Exercise brief> In the passage below about Kāva's rebellion against Żaḥḥāk, what profession does the version available to Abu'l-Ḥasan Masʿudi give Kāva?

Page>
########################################

There is general agreement about the broad outlines of the story of Kāva and his rebellion against Żaḥḥāk in most Persian and Arabic sources, but they differ in details. For instance, Kāva’s profession is given as farming (Balʿami, ed. Bahār, p. 144; Tarjama-ye tafsir-e Ṭabari V, p. 1153), although in one version the farmer uses a blacksmith’s apron to make his banner (Balʿami, ed. Bahār, p. 145; ed. Rowšan, I, p. 103). According to the version of his story that was available to Abu’l-Ḥasan Masʿudi (d. 957), Kāva (called Kābi) was a shoemaker (eskāf), while in other versions his profession is not determined, and he is only said to be a commoner or a pious member of the lower classes (Masʿudi, pp. 85-88; tr., p. 86; Sediqiān, I, p. 177). His makeshift banner is said to have been made of his turban, apron, bear skin, lion skin, and even goat skin (e.g., Tarjama-ye tafsir-e Ṭabari V, pp. 1153-54; Biruni, p. 273; Maqdesi, III, p. 142; tr., I, p. 502). When Kāva rebels against Żaḥḥāk, God sends a message to Ferēdun informing informing him of the blacksmith’s rebellion and orders him to join Kāva (Gardizi, p. 4).

########################################

Data listing>
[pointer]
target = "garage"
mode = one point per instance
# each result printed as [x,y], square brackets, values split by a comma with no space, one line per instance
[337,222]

########################################

Exercise solution> A shoemaker (eskāf).